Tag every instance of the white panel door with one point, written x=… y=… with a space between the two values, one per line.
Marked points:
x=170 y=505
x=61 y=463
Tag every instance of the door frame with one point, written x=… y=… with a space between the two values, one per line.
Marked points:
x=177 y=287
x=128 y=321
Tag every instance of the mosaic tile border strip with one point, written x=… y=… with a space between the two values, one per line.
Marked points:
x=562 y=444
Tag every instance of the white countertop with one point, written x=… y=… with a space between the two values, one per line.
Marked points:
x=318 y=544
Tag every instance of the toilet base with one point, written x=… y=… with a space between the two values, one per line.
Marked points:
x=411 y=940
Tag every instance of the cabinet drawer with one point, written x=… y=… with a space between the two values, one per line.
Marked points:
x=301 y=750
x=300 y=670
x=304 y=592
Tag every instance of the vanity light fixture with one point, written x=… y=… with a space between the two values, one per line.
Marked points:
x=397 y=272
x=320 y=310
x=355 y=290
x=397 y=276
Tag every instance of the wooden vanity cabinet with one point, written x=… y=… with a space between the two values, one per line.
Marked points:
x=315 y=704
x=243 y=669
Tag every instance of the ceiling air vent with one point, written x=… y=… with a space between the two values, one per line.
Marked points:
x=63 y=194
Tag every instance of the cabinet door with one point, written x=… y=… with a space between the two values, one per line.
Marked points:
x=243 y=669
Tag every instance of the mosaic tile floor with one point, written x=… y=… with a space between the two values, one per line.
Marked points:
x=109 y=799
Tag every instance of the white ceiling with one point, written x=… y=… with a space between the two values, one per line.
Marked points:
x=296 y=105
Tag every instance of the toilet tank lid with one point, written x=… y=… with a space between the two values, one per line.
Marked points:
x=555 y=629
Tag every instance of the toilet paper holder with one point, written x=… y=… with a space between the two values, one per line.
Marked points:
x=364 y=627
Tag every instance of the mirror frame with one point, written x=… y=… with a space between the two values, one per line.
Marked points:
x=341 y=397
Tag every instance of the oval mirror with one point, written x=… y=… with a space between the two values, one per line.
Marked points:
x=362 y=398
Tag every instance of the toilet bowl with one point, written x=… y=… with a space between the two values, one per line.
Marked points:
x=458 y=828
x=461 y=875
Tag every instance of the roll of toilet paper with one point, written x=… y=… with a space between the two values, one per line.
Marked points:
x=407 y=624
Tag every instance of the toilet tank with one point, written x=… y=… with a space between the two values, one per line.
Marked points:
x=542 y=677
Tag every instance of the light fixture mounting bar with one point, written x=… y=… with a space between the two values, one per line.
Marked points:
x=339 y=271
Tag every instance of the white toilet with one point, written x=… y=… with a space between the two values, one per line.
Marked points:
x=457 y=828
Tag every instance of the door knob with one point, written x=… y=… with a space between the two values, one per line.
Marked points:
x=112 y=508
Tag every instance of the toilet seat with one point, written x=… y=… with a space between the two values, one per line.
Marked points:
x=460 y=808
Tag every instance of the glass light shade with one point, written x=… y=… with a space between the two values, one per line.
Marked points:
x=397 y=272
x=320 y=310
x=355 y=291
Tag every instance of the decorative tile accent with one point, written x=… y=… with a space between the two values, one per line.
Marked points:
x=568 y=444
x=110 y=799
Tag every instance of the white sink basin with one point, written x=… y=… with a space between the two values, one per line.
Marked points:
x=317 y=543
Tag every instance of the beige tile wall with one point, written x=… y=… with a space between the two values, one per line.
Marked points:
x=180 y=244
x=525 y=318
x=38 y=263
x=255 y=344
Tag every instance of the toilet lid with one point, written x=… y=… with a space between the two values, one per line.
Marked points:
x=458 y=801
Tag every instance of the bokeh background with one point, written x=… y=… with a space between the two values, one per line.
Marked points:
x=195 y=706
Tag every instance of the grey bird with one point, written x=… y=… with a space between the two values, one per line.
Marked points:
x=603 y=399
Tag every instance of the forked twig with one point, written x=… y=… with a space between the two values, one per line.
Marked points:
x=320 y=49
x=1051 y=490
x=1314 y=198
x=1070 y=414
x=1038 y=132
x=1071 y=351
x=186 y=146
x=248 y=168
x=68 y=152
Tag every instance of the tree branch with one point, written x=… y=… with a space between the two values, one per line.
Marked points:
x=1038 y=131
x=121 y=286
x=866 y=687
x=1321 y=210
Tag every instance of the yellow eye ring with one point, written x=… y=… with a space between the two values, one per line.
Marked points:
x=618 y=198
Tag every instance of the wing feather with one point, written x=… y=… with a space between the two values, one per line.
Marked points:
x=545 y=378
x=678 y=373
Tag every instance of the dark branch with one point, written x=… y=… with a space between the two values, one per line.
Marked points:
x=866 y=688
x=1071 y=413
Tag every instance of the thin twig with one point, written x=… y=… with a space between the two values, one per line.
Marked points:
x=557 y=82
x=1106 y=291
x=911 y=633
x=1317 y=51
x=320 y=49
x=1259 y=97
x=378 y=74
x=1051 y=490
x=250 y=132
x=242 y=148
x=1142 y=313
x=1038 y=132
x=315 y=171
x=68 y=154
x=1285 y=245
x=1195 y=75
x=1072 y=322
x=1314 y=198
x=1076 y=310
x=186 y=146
******************************
## Task prompt
Can you reproduce every line of the material, requests included, starting at its first line and ending at the line containing "x=318 y=544", with each x and y coordinate of the marked points offset by -120?

## Result for this task
Tag every instance of the white panel door with one point, written x=… y=… with a space between the two values, one per line.
Marked points:
x=50 y=385
x=-59 y=343
Tag every instance of the door frame with one point, written x=… y=… with a space between the two values, one per line.
Marked points:
x=57 y=167
x=8 y=201
Tag every instance of the mosaic tile border strip with one point, written x=… y=… with a space between the two values, one per line.
Marked points:
x=442 y=324
Tag every instance of the white countertop with one point, written x=… y=… with a space between the two values, one per line.
Marked points:
x=198 y=424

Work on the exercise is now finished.